■ Task details ■
Both the line below containing "Target: large boulder" and the line containing "Mark one point per instance of the glacial", along with every line between them, should be repeated exactly; no other line belongs in the answer.

■ Stored records ■
========================================================================

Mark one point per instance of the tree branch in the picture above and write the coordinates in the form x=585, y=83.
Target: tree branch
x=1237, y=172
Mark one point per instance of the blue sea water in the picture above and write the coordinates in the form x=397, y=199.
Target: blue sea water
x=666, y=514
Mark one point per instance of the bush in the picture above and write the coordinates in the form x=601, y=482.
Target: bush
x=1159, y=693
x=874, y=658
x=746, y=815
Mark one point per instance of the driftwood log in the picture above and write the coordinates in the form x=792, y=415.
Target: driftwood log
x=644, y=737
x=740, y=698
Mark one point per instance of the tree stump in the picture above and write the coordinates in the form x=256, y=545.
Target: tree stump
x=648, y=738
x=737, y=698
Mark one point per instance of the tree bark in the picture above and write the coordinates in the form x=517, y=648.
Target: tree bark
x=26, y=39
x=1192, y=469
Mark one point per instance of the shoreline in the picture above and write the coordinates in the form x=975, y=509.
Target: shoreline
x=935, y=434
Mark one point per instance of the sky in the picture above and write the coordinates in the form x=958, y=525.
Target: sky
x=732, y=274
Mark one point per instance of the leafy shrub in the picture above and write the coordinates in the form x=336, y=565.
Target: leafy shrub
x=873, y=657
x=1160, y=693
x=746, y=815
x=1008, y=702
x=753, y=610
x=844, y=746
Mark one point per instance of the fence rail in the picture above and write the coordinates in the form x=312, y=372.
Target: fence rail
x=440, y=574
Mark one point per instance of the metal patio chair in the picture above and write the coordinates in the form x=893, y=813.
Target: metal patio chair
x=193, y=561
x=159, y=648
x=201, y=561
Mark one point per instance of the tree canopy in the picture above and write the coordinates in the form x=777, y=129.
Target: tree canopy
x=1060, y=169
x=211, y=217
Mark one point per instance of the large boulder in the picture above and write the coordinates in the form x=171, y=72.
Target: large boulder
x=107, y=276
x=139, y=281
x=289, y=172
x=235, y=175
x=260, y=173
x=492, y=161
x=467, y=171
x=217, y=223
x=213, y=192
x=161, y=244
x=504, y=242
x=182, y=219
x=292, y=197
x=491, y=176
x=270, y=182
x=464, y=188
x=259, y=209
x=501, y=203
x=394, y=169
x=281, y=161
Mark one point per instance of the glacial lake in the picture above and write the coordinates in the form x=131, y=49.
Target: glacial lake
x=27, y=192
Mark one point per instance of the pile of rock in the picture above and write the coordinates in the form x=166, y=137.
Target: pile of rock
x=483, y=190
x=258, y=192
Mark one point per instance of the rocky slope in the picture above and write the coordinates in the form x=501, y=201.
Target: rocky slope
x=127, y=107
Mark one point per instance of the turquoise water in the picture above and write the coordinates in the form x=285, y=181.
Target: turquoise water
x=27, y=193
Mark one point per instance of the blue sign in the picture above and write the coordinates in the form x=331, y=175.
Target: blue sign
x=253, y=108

========================================================================

■ Task response ■
Target: large boulder
x=107, y=276
x=139, y=281
x=289, y=172
x=235, y=175
x=260, y=173
x=492, y=161
x=467, y=171
x=217, y=223
x=213, y=192
x=161, y=244
x=504, y=242
x=182, y=219
x=292, y=197
x=491, y=176
x=270, y=182
x=464, y=188
x=259, y=209
x=501, y=203
x=394, y=169
x=281, y=161
Mark one point per instance of the glacial lake in the picture above and write the coordinates in the form x=131, y=49.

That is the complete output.